## Task to complete
Nothing but the lines from the one with "Where can the woman in" through the end of the listing below should appear in your reply, each copied exactly.

## Given data
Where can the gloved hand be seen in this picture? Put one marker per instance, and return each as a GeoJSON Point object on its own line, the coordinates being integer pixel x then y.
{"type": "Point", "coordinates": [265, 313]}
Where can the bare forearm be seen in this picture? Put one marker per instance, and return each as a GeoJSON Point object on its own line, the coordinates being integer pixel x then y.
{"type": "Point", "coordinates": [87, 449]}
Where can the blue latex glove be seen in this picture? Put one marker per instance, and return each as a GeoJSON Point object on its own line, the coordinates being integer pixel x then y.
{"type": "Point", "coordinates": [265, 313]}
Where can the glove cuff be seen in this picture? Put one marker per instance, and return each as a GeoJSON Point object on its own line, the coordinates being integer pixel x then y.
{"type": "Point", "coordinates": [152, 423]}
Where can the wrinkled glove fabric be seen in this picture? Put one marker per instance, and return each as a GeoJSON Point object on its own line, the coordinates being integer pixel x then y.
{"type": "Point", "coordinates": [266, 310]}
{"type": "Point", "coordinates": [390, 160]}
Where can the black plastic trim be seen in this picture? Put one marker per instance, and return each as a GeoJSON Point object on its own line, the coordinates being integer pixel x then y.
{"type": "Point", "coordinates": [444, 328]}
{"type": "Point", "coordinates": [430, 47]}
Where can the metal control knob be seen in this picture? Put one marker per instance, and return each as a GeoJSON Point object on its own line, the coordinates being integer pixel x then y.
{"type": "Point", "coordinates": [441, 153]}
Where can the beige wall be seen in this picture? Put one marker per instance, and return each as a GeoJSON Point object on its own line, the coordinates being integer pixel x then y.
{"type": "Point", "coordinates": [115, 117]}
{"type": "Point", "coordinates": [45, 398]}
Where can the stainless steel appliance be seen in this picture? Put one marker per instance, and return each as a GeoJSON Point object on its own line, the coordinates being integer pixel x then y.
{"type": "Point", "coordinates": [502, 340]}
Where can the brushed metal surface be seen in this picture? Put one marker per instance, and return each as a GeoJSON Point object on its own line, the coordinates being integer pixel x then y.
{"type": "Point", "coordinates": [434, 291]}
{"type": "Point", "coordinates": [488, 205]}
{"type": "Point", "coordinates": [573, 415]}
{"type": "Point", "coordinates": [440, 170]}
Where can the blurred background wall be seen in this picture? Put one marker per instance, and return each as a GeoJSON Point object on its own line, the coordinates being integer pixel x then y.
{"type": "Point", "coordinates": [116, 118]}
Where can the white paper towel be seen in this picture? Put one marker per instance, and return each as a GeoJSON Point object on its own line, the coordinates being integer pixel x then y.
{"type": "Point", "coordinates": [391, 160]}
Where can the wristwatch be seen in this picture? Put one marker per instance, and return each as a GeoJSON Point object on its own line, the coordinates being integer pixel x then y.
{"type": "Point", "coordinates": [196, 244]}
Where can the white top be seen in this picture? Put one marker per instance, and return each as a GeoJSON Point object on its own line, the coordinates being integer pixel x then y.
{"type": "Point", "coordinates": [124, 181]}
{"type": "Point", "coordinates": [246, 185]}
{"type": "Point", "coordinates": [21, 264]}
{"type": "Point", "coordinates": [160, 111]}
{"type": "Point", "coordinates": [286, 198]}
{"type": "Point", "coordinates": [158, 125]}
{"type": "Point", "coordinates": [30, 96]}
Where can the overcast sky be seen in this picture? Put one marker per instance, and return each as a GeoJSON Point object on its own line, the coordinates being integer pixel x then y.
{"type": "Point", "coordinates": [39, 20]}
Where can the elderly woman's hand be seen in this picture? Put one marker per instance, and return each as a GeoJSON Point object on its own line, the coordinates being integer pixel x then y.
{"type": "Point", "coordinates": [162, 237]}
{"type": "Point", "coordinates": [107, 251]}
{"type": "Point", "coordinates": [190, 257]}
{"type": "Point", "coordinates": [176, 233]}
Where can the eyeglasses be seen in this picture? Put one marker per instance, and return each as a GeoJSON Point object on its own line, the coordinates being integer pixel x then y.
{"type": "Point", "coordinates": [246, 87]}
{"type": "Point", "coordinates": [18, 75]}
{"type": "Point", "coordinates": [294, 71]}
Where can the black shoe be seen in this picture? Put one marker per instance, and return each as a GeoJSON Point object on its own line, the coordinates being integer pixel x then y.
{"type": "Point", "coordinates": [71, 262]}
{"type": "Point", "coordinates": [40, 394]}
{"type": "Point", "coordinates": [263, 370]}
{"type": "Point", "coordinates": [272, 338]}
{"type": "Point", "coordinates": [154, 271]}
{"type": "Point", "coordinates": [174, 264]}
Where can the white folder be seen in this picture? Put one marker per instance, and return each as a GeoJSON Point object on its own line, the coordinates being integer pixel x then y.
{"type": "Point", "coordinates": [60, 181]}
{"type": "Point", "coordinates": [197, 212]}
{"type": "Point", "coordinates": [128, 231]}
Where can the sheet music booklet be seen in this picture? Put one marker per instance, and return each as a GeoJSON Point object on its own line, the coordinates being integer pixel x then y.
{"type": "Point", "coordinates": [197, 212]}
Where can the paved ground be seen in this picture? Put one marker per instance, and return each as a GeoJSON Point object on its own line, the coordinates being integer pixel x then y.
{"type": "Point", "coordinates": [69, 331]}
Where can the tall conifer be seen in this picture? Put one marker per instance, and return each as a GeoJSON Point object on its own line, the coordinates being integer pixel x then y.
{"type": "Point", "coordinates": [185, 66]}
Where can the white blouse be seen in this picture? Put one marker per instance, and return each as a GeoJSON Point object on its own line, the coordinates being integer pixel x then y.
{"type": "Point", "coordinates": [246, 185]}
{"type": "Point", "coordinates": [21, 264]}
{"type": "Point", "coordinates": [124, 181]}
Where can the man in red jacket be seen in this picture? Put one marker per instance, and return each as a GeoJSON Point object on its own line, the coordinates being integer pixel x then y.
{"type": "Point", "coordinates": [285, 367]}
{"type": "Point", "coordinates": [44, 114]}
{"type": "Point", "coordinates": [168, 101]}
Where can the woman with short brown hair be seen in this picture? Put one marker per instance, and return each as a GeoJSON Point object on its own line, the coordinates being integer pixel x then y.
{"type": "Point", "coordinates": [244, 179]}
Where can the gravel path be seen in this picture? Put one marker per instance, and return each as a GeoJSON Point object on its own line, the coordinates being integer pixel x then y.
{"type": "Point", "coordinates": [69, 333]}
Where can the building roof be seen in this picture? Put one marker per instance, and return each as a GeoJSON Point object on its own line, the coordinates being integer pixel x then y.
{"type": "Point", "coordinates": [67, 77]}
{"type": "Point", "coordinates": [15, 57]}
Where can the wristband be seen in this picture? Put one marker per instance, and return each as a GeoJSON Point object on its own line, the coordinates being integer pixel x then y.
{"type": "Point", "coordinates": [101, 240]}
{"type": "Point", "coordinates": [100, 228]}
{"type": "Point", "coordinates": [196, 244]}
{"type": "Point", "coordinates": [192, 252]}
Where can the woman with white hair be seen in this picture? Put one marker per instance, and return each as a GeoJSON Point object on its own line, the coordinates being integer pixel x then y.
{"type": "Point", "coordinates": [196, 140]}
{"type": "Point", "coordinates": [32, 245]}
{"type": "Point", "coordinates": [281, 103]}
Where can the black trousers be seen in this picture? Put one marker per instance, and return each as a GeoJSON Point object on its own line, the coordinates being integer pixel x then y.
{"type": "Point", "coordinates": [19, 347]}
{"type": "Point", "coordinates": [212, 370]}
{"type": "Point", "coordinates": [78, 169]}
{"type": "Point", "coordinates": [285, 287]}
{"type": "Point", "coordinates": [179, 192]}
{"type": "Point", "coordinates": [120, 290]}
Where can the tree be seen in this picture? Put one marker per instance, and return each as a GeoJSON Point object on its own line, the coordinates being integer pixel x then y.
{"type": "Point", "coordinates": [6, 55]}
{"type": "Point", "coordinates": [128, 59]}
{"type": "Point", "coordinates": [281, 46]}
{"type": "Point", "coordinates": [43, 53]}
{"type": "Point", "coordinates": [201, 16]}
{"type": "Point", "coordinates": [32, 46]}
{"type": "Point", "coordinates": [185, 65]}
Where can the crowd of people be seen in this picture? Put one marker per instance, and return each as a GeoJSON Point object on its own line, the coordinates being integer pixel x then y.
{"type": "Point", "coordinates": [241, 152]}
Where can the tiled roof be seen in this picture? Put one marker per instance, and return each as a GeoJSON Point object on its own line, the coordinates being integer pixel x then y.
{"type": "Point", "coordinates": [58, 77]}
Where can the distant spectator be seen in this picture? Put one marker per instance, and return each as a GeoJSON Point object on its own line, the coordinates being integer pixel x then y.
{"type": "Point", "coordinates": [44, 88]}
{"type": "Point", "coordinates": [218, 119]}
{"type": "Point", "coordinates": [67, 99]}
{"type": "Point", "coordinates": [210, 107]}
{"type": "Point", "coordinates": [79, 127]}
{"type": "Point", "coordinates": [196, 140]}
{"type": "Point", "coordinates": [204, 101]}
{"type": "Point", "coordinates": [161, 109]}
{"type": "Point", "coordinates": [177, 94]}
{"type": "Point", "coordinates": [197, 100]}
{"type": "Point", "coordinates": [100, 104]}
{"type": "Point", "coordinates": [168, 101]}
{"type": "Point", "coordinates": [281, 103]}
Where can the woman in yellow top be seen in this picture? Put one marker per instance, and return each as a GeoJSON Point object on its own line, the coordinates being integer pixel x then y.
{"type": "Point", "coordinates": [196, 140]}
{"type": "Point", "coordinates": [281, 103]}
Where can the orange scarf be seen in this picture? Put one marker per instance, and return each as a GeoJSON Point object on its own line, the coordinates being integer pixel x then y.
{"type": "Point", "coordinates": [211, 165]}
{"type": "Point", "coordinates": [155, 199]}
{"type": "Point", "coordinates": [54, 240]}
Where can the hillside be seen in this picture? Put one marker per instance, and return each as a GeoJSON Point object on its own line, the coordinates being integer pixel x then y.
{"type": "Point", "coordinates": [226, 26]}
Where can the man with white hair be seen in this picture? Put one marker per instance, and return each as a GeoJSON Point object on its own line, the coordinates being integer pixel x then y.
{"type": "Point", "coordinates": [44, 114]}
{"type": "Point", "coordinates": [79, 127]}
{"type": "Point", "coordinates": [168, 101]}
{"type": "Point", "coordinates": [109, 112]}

## Solution
Where can the woman in yellow top be seen in this picture? Put one marker per instance, and return each as a GeoJSON Point object on its own line, the coordinates being integer pixel x then y.
{"type": "Point", "coordinates": [196, 140]}
{"type": "Point", "coordinates": [281, 103]}
Where can the orange scarf be seen in this picture? Put one marker per instance, and return each as a GeoJSON Point object on its own line, the coordinates being integer pixel x then y.
{"type": "Point", "coordinates": [211, 165]}
{"type": "Point", "coordinates": [155, 199]}
{"type": "Point", "coordinates": [54, 240]}
Where can the hillside be seen in this picture? Put one marker per instance, and return each as a GeoJSON Point object on its own line, the coordinates being integer pixel x then y.
{"type": "Point", "coordinates": [226, 26]}
Where can the man with white hair be seen in this picture? Put one marker per instance, and return each as a GeoJSON Point object on its own line, the coordinates being integer pixel x then y.
{"type": "Point", "coordinates": [44, 114]}
{"type": "Point", "coordinates": [79, 127]}
{"type": "Point", "coordinates": [168, 101]}
{"type": "Point", "coordinates": [109, 112]}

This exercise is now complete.